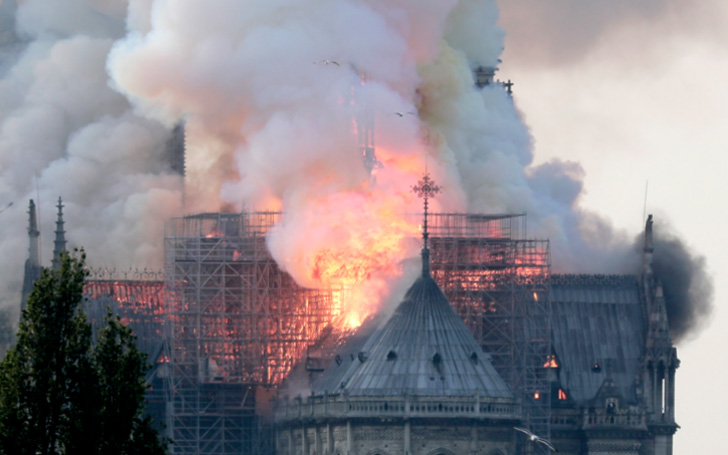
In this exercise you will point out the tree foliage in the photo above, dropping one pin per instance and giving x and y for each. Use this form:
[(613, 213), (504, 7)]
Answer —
[(60, 393)]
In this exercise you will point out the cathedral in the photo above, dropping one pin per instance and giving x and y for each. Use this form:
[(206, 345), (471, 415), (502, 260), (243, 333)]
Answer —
[(420, 384)]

(Objective): Repeat all of the entries word for word, but omit the pictures.

(Exercise solution):
In this exercise you will point out the tree foliage in the photo above, dropping one pin per instance and giving x and y for each. Use this form:
[(613, 213), (504, 7)]
Answer —
[(60, 393)]
In this exercise you will point out the cathedral in the photo above, dropping one pin per instance and giving x and y for each. Use this form:
[(206, 345), (471, 415), (502, 260), (243, 333)]
Answer —
[(420, 384)]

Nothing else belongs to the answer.